Repeat each of the following entries verbatim.

Collection entries
— Begin —

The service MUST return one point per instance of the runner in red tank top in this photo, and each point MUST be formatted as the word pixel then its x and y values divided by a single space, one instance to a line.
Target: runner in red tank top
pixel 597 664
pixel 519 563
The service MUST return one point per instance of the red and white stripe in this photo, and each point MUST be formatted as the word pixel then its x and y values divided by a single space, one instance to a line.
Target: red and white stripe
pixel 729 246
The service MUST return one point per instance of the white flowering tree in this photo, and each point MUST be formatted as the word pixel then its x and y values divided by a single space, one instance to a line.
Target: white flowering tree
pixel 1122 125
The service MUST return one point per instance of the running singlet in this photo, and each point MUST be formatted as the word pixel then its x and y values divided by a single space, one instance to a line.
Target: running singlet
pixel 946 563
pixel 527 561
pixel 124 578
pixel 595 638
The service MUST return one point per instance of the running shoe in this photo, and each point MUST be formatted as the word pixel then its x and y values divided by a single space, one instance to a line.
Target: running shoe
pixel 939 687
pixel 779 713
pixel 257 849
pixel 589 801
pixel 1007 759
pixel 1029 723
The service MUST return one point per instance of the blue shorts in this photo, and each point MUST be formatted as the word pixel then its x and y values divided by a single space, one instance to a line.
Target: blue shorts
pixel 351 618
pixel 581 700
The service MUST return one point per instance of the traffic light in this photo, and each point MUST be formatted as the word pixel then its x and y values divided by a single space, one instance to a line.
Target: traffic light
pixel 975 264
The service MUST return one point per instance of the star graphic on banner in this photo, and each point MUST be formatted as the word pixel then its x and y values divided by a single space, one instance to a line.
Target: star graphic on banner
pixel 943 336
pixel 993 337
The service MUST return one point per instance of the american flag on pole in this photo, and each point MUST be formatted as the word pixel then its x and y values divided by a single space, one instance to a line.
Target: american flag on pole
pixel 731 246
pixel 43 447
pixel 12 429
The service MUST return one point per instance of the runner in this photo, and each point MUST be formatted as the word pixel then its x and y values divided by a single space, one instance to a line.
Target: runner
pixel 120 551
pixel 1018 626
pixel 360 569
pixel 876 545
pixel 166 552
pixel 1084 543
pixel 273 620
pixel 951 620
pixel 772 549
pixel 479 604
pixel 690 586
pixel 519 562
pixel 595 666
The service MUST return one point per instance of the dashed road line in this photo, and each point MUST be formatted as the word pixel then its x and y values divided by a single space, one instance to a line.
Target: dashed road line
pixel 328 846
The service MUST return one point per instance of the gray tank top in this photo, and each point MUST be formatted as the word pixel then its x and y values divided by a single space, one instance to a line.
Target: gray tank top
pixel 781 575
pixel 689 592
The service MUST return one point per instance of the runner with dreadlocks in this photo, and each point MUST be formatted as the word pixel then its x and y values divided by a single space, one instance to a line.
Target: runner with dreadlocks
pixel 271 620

— End —

■ Correct output
The service MUST return one point per instance of the runner in red tank top in this photo, and each point MUST be formatted as the word pixel then its x and y values divided by a single space, one instance to a line.
Target: runner in red tank top
pixel 597 664
pixel 519 563
The service MUST return one point per instance of the red and white stripe in this photo, and each point MUST be formatted as the word pixel then its x and y values divided by a single space, one instance to a line.
Target: red and white stripe
pixel 729 246
The service MUST return one point per instance of the white flowering tree in this photo, and each point MUST be formatted as the word pixel then its x and y values divided by a single space, one instance to a line.
Target: white flowering tree
pixel 1122 125
The service MUST return one point per instance of the running singlet in this photo, and each point MUST be formatted as the word pixel then its x and y values divided by a single space, one instance to a line.
Target: running singlet
pixel 946 563
pixel 527 561
pixel 124 578
pixel 595 638
The service MUST return one point per instance of the running shoe in this photo, and each point MUST be formatted as the word pixel then its x and y values divided by a single space, one instance to a line.
Target: running shoe
pixel 939 687
pixel 779 713
pixel 257 849
pixel 589 801
pixel 1007 759
pixel 1029 723
The service MUST return one point per instance of the blue shorts in this photo, and each point MUST be formatted as the word pixel then its x and y values divided by a single space, one instance to a line.
Target: blue shorts
pixel 351 618
pixel 581 700
The service MUST return one point per instance of the traffic light in this photo, and each point MUST be formatted as the word pixel then its x and y values divided by a single space, one instance to a line.
Target: traffic light
pixel 975 264
The service MUST return one point per instance of the star graphic on banner in this photo, and each point MUST be formatted as the word pixel then its x and y values divided by a single space, one instance to a line.
Target: star graphic on banner
pixel 943 336
pixel 993 337
The service MUST return one point per instance of the american flag on pole in this photo, and each point MUST be formatted as the word pixel then its x and y values divided by a single space, one instance to a line.
Target: american flag on pole
pixel 731 246
pixel 43 447
pixel 12 429
The service MUST return one point per instance of the runner in this photo, and each point MUST be formatted as the word pixel then its x and y values divided by a single space, one instance to a line.
Target: runner
pixel 120 551
pixel 1018 626
pixel 360 569
pixel 876 545
pixel 166 552
pixel 1084 543
pixel 273 620
pixel 951 620
pixel 772 549
pixel 479 604
pixel 690 586
pixel 519 562
pixel 595 666
The service MUST return one point per instance of the dashed road line in this photo, and each point MUST be formatted as the word pixel then its x and y values divided by a single space, one instance to a line.
Target: dashed road line
pixel 328 846
The service MUST return one point per instance of the gray tank top in this photo, and each point MUST be formatted as the word pixel then its x and y values divided by a single space, one instance to a line.
Target: gray tank top
pixel 781 575
pixel 689 592
The service MUST return one point per instance of the runner with dreadlocks in this photo, and each point MUST be formatted as the word pixel then its x and y values divided by a single space, one instance to a line.
Target: runner with dreadlocks
pixel 271 620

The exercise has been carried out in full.